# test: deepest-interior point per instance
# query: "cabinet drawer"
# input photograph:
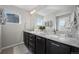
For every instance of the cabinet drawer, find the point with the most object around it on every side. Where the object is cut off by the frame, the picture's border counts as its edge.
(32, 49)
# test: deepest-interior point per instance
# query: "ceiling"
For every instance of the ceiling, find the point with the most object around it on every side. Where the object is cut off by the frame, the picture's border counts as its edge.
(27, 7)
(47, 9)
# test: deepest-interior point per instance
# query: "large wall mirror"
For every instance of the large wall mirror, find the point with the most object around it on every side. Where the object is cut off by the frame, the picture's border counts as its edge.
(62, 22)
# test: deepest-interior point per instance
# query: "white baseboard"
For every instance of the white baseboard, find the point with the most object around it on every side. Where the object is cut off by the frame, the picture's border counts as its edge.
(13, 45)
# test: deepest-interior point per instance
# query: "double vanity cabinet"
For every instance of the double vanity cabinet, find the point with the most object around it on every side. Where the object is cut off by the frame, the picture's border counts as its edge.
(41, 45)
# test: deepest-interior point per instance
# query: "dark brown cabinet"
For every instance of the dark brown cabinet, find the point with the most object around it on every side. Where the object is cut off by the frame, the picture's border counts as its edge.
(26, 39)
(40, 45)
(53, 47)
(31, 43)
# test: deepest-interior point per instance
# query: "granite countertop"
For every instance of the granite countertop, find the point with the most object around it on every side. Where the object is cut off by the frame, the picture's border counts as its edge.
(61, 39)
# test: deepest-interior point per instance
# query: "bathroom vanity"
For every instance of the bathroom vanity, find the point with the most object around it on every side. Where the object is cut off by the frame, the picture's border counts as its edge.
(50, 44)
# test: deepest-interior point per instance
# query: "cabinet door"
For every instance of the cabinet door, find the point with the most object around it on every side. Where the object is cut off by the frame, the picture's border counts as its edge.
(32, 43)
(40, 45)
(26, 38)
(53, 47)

■ **Assigned task**
I'd like the entries above repeated exactly, but without any of their pictures.

■ **Solved exercise**
# test: deepest-interior point per instance
# query: "cabinet drawer"
# input photograph:
For every instance of the cabinet drawer, find the point with the most object around it on every side. Where the object is cut off by the frame, the picture's border counts as its edge.
(32, 49)
# test: deepest-interior point per instance
# query: "ceiling"
For every instance of the ceiling, find the point with the most object around it on every side. Where the object is cut off by the frame, the picture's border counts as its edge.
(27, 7)
(47, 9)
# test: deepest-interior point per instance
# query: "large wall mirror"
For every instance of the large wall mirror, find the point with the most object around it on every side. Where the object is cut off by the frame, the picture's border counts as its edge.
(62, 22)
# test: deepest-interior point per instance
# query: "white baseboard"
For every instance of the white baseboard, find the point with the most object around it on every side. Where the object is cut off by the frame, the picture's border counts as its edge.
(13, 45)
# test: deepest-interior point per instance
# query: "double vanity cabinet"
For every instance of the double vanity cabinet, find the point with the most object around it on every side. Where the object is cut off by the frame, the picture's border counts as its edge.
(41, 45)
# test: deepest-interior point per instance
# query: "dark brown cabinet"
For every instance of the dark brown cabinet, find the point with the most object around it on every side. Where the object is cut off by the frame, the picture's border counts as its edge.
(26, 39)
(40, 45)
(53, 47)
(31, 43)
# test: deepest-interior point per instance
# query: "granite countertop"
For every instance of the granite countertop, find the point with the most object around it on every side. Where the object is cut off by the frame, the picture's border counts as its edge.
(61, 39)
# test: deepest-interior point per instance
# query: "bathroom vanity"
For every instance of the bathroom vanity, find the point with the most object around it on every side. Where the object is cut off by the frame, the picture's border counts as its edge.
(50, 44)
# test: deepest-interior point per instance
# query: "cabinet door"
For every instance of the cabinet door, find the point with the most object around it on every side. Where the object is cut off by the frame, the picture's border counts as its edge.
(32, 43)
(40, 45)
(26, 38)
(53, 47)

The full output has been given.